═══ Input records ═══

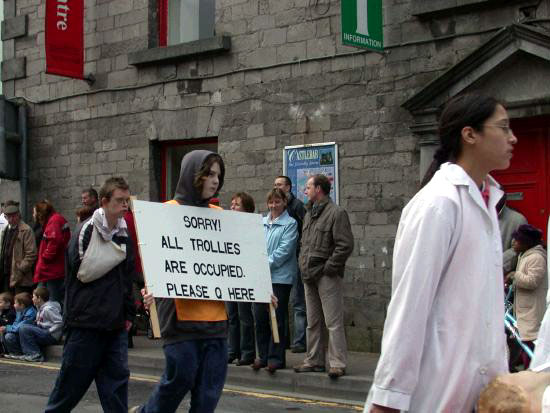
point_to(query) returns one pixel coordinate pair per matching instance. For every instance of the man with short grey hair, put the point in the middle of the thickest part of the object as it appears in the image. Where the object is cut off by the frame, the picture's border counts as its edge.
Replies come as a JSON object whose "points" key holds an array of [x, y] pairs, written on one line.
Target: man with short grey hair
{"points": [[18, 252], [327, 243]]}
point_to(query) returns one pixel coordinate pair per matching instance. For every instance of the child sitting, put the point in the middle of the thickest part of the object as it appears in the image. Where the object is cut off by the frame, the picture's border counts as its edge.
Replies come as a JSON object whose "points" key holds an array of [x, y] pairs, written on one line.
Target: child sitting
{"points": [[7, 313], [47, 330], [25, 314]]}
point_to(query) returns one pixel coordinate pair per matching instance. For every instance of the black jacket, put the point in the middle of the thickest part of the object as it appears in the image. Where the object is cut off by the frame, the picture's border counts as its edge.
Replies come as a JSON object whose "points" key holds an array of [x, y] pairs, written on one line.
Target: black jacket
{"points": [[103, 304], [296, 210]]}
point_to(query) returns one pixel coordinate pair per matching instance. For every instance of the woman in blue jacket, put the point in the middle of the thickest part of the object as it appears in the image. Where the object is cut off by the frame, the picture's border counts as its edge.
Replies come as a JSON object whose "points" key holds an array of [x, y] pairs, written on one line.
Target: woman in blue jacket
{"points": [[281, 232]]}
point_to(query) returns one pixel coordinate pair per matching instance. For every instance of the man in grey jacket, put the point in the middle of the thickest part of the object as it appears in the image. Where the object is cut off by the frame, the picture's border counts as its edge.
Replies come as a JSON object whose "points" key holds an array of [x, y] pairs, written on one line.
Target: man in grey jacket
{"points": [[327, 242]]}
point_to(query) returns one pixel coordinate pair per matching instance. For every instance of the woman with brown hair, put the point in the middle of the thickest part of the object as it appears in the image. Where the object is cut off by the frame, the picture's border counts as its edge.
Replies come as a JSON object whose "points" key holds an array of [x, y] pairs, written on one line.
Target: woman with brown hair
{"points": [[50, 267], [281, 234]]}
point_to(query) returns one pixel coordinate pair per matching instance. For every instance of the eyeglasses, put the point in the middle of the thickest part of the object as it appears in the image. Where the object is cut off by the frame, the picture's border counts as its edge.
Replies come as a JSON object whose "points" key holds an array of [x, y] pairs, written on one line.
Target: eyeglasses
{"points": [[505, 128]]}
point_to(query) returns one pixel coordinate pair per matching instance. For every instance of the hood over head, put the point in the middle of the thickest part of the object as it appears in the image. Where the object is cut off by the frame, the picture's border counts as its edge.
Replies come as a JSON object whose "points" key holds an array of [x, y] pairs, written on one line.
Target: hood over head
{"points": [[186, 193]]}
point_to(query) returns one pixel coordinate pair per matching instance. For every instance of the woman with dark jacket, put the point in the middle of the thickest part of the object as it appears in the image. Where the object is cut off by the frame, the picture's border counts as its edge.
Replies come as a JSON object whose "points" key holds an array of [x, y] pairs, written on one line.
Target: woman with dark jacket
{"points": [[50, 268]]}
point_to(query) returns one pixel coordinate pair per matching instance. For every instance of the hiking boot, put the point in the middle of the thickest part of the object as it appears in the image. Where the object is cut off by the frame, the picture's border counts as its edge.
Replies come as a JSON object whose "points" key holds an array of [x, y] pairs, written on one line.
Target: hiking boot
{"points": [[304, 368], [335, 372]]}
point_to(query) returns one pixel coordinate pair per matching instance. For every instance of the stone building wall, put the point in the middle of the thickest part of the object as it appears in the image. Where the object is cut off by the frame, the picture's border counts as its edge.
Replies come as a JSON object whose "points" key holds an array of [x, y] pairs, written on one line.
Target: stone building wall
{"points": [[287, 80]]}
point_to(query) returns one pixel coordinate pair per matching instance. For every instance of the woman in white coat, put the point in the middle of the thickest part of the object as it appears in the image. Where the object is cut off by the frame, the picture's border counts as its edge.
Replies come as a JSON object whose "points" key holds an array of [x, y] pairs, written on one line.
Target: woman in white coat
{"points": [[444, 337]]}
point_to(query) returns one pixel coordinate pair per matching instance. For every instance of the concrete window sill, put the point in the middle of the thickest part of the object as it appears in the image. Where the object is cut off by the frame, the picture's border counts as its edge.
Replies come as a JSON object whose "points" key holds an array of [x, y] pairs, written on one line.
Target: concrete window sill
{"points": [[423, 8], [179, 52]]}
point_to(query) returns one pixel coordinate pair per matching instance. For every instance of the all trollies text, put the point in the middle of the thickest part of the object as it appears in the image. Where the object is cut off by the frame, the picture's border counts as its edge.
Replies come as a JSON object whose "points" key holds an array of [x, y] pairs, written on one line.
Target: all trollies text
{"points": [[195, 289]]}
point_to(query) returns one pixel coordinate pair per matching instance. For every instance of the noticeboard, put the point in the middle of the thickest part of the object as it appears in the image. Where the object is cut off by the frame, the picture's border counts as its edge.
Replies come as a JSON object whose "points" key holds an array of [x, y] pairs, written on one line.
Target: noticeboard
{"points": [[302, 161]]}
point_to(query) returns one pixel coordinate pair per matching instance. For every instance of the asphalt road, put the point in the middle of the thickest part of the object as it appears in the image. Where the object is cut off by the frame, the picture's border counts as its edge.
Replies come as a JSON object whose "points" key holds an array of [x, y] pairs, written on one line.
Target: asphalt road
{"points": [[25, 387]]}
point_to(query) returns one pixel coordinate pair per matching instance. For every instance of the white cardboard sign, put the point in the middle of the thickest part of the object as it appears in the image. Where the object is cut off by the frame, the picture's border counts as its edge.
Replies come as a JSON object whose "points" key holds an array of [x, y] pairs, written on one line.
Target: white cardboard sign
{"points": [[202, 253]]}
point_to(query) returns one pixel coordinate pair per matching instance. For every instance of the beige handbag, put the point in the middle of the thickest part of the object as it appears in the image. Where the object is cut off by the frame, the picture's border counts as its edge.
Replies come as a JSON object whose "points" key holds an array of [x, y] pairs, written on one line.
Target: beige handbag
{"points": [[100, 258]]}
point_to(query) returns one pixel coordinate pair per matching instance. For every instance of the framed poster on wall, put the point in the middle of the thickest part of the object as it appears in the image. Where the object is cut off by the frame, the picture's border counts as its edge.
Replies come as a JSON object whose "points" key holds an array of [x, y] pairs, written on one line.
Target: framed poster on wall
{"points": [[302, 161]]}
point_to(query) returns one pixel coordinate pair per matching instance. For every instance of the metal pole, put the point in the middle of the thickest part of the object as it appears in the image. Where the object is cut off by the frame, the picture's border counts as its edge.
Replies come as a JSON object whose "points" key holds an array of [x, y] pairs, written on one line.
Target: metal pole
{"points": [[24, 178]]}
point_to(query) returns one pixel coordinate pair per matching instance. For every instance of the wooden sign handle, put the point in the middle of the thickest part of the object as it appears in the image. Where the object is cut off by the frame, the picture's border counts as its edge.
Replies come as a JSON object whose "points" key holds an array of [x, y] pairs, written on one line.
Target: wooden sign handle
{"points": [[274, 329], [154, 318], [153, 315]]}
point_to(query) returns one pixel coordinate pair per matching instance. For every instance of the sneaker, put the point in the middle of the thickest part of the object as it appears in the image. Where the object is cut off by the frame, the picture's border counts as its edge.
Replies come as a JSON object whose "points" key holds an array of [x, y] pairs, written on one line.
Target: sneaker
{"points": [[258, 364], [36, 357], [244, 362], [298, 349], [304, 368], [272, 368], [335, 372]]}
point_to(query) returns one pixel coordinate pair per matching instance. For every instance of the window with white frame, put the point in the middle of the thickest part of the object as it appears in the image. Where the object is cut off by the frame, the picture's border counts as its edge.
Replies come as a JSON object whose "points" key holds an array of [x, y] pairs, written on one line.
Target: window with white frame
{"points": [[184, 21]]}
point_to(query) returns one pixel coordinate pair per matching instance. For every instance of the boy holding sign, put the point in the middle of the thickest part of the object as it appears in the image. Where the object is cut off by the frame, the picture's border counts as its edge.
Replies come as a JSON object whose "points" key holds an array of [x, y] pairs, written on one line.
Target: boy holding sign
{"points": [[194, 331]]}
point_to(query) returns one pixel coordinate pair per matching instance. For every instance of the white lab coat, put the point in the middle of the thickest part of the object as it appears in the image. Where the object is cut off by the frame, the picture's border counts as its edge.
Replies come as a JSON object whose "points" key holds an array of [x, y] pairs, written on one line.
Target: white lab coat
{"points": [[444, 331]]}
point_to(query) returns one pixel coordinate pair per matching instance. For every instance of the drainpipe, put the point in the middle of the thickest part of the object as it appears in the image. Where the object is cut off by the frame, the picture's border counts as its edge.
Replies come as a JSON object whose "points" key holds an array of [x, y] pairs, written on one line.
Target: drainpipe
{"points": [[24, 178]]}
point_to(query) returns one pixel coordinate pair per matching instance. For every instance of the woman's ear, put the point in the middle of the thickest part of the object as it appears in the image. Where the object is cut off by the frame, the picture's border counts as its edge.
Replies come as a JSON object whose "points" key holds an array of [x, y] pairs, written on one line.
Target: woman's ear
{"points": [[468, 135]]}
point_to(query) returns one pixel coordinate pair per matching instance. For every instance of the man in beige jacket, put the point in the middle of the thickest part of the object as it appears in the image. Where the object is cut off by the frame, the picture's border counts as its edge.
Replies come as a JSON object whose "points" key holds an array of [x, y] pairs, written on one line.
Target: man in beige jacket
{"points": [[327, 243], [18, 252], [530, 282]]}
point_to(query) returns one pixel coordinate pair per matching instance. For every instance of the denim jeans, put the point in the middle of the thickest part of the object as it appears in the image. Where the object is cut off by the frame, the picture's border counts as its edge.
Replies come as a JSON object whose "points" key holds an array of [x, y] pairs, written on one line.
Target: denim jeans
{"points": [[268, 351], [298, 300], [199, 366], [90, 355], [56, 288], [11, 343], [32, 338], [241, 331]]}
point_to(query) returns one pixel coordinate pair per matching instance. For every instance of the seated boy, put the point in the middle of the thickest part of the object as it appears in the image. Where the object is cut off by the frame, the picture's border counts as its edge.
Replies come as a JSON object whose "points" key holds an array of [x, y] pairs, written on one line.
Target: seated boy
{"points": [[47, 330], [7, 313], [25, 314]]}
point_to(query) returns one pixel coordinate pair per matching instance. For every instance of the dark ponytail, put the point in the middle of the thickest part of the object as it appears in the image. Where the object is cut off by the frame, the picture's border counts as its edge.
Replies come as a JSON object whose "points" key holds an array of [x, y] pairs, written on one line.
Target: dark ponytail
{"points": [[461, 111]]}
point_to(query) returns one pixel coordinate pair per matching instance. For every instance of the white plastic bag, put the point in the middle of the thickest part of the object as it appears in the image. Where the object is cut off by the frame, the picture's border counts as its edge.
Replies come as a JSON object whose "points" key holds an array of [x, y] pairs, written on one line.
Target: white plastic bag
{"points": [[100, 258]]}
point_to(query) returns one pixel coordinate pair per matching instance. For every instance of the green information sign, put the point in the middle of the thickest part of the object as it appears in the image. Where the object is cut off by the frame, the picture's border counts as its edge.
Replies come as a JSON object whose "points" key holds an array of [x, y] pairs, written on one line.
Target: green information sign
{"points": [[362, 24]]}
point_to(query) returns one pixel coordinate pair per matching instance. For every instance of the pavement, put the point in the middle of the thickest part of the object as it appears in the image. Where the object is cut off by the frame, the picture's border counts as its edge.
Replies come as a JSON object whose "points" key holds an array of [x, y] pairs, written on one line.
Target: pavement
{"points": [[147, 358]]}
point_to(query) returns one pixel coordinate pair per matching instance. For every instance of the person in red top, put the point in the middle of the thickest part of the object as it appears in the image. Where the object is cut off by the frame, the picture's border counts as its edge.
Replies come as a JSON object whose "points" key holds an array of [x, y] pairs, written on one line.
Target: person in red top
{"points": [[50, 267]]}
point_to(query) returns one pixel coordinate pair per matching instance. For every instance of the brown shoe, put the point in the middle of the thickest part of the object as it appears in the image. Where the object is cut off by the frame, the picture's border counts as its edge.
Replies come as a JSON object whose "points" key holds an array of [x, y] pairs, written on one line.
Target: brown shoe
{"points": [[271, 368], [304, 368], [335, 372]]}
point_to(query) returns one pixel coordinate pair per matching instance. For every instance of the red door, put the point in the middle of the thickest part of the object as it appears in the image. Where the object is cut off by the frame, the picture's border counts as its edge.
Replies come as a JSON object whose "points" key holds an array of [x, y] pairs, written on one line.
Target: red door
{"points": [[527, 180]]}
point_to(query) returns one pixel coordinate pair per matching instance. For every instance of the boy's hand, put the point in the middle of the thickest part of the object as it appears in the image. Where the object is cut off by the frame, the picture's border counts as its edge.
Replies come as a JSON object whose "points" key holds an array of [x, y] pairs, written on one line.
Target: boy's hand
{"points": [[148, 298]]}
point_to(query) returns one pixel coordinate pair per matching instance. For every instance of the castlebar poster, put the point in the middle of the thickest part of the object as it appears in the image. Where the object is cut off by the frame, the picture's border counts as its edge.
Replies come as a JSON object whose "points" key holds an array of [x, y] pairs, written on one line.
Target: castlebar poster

═══

• _Goal_:
Look above for the line containing "of the person"; copy from it through the last line, exactly, and nothing more.

• _Final answer_:
point_to(query) returns one pixel coordinate pair per matching instance. For every instance of the person in red top, put the point in the middle of the thickest part of the object as it appears in the image. Where the object is cut off by the frame, the picture's border counts as its edge.
Replies come as a JSON object whose "points" key holds an array of [x, y] pairs, written on one line.
Target: person in red top
{"points": [[50, 267]]}
point_to(query) returns one pixel coordinate pair per matching instance. For every instance of the brown shoe, put the point in the middle of the thickest part of the object as it appears in the image. Where the object is cut off by the frame, the picture's border counts as its edge.
Replies come as a JSON object whose "points" key holds an array of [x, y] pairs, written on one line.
Target: brown shoe
{"points": [[271, 368], [304, 368], [335, 372]]}
point_to(query) returns one pixel coordinate pair per matching instance. For every instance of the red door, put the point in the middle of the thickest part of the object as it appears in the image. Where the object is cut off by the frame, the picture's border counts as its edge.
Replies come as a JSON object whose "points" key holds an array of [x, y] pairs, written on one line.
Target: red door
{"points": [[527, 180]]}
point_to(query) returns one pixel coordinate pair per matching instance. For every instance of the boy's hand, put the point in the middle of the thickest part of the object as it appears in the image. Where the object is cut off by the frame, the picture's border counts as its edge.
Replies come as a JSON object whose "points" key holds an array of [x, y] pairs, written on one line.
Target: boy's hand
{"points": [[148, 298]]}
point_to(query) returns one pixel coordinate pair per matching instance. For every instance of the castlebar poster, put the point in the middle of the thickest part of the object as it appears in the image. Where the object is cut off by the frame, the picture's border counts as its edge.
Replies come as a JSON object whose "points" key holds an array of [x, y] pairs, written on one line.
Target: castlebar poster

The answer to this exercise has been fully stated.